- _AIM OF THE TASK_
Please list each line of the records below that contains the word "cloud".

○ ○ ○ ○ ○ ○ ○

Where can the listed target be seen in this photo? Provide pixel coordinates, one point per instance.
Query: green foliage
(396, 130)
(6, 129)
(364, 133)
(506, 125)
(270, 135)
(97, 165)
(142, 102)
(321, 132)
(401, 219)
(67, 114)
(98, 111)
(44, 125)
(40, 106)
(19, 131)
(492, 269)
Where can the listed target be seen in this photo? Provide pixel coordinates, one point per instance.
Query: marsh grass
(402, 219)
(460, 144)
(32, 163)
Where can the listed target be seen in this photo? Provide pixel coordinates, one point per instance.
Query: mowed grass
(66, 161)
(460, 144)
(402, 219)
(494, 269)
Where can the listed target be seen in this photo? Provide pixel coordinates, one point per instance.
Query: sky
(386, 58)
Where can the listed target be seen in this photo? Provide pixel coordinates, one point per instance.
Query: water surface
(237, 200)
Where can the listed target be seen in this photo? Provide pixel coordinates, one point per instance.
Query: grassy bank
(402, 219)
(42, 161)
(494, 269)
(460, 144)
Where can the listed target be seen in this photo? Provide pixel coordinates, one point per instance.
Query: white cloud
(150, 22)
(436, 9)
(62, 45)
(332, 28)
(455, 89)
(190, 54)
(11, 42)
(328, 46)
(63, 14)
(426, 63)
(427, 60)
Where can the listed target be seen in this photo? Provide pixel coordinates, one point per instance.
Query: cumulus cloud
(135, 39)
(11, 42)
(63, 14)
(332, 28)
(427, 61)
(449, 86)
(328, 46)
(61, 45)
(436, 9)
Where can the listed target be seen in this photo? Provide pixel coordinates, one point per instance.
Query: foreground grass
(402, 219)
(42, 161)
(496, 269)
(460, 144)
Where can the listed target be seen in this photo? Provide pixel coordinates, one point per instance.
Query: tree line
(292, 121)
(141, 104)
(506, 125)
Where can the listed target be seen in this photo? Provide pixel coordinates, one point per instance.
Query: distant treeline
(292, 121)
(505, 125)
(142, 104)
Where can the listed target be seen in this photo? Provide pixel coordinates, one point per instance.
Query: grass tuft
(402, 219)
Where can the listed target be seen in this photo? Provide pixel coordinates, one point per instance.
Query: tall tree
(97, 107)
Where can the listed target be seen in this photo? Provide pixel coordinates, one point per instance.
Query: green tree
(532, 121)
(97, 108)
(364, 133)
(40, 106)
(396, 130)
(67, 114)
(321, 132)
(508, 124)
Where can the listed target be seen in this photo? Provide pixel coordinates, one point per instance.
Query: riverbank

○ ○ ○ ○ ○ ○ ○

- _WRITTEN SOLUTION_
Query: white cloud
Query: cumulus cloud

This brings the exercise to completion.